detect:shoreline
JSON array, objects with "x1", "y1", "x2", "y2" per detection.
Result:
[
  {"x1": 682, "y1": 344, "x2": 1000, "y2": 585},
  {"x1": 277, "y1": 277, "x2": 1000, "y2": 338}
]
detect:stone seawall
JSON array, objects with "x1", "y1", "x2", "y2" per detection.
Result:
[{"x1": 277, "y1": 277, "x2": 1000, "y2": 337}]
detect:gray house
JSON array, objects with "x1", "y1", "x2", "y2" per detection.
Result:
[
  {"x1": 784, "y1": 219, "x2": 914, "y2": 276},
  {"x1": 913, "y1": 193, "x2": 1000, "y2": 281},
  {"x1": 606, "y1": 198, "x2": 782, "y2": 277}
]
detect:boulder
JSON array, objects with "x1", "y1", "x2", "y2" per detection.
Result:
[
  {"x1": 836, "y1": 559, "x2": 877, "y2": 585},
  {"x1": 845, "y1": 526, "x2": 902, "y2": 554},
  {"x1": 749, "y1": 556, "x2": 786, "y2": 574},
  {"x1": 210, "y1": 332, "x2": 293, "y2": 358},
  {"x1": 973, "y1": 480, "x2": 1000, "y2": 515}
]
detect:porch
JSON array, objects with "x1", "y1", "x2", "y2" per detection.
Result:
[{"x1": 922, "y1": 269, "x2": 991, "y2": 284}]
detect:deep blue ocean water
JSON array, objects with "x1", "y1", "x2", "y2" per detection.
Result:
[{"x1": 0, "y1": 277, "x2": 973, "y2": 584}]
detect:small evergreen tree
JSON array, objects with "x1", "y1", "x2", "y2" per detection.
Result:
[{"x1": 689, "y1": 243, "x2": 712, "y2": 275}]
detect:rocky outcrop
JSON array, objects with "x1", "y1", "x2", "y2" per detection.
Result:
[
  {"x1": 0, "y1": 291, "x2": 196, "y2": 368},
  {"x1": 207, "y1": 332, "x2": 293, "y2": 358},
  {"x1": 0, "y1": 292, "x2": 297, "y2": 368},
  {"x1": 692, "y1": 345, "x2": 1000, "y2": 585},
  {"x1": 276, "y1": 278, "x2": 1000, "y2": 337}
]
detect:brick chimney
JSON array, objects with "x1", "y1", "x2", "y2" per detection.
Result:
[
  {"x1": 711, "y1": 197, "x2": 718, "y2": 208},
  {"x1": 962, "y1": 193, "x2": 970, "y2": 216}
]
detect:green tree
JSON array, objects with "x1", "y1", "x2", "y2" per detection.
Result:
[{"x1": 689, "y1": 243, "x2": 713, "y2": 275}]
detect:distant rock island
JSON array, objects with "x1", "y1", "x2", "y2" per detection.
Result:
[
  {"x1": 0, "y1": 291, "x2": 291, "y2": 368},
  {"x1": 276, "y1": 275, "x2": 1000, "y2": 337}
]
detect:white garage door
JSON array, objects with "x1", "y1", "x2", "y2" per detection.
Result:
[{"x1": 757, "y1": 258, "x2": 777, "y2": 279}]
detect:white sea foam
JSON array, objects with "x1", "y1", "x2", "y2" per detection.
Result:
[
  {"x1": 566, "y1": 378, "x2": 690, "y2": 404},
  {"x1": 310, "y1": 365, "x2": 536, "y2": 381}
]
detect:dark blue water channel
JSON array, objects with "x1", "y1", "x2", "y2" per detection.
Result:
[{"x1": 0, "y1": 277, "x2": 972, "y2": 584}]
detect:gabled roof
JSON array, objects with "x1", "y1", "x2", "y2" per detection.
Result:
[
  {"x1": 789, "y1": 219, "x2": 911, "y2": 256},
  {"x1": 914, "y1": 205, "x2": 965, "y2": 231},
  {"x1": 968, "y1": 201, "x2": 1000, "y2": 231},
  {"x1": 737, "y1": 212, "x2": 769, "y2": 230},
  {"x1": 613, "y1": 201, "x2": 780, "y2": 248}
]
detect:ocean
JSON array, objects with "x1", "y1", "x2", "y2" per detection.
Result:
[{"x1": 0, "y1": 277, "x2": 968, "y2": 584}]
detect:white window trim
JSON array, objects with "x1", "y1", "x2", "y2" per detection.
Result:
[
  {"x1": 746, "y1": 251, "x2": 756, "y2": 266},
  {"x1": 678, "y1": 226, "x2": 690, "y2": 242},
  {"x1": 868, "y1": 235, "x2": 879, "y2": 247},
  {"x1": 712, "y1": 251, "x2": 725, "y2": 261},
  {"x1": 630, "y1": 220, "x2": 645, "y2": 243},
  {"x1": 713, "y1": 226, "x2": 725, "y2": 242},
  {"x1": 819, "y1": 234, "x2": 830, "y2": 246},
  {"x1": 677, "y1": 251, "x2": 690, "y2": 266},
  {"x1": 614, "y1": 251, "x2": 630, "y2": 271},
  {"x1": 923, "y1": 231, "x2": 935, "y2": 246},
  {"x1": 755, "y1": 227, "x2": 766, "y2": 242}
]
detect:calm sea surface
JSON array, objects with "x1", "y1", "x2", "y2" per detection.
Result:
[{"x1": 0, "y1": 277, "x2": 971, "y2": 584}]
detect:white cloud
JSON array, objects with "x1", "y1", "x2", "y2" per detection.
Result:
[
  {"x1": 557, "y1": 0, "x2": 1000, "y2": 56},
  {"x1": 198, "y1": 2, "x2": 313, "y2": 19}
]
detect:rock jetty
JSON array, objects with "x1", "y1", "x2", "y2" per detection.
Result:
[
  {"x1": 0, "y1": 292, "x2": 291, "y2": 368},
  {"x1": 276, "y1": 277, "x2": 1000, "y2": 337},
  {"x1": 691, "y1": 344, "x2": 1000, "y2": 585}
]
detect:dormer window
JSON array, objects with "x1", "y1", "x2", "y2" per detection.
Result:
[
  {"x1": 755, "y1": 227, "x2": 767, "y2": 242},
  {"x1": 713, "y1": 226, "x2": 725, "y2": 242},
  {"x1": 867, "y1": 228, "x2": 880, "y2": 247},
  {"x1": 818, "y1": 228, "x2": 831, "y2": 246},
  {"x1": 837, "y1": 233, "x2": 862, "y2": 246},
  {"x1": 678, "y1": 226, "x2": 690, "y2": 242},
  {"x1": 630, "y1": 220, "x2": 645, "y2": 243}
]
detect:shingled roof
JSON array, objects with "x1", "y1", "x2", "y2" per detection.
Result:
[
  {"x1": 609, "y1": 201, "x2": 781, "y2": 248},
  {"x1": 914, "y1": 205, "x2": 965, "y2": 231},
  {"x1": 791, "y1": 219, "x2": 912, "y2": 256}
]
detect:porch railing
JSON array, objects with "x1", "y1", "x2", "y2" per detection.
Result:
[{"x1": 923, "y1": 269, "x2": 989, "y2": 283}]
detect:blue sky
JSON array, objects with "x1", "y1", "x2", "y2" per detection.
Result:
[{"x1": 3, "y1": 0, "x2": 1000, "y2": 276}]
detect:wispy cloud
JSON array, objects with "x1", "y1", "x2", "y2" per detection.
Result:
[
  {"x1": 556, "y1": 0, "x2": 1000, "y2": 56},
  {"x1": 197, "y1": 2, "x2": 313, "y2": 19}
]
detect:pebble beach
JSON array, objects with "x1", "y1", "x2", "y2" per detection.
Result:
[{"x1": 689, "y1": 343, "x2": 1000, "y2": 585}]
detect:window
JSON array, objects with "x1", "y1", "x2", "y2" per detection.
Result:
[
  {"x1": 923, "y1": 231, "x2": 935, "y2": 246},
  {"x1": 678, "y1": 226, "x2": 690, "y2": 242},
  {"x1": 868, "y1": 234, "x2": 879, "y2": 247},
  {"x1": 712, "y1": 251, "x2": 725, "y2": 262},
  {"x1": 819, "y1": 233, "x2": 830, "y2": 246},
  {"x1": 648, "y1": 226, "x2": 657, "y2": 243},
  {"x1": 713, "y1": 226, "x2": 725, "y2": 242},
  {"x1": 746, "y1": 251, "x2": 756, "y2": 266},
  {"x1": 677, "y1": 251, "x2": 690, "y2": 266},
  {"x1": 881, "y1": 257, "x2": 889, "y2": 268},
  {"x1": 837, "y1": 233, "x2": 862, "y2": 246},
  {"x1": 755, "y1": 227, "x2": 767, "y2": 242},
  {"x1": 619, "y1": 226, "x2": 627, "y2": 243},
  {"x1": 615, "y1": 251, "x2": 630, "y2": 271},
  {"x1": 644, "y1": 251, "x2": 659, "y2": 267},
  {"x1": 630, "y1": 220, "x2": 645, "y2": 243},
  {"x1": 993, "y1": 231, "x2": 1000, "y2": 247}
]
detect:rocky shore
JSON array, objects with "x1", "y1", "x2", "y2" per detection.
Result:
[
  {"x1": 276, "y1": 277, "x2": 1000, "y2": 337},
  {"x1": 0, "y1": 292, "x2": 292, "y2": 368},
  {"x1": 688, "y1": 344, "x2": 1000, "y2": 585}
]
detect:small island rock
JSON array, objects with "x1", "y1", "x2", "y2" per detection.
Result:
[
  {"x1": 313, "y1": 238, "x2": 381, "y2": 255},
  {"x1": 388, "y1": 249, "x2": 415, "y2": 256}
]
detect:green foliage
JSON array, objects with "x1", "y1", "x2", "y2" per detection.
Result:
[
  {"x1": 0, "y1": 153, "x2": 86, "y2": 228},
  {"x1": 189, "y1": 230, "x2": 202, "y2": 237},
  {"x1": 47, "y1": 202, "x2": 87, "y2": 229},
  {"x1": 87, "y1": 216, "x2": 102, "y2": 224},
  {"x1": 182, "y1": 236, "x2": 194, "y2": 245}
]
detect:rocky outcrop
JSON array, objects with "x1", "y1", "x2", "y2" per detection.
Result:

○ ○ ○

#### [ASSIGNMENT]
Copy down every line of the material above that includes the string "water".

#### [FINAL ANSWER]
detect:deep blue ocean water
detect:dark blue water channel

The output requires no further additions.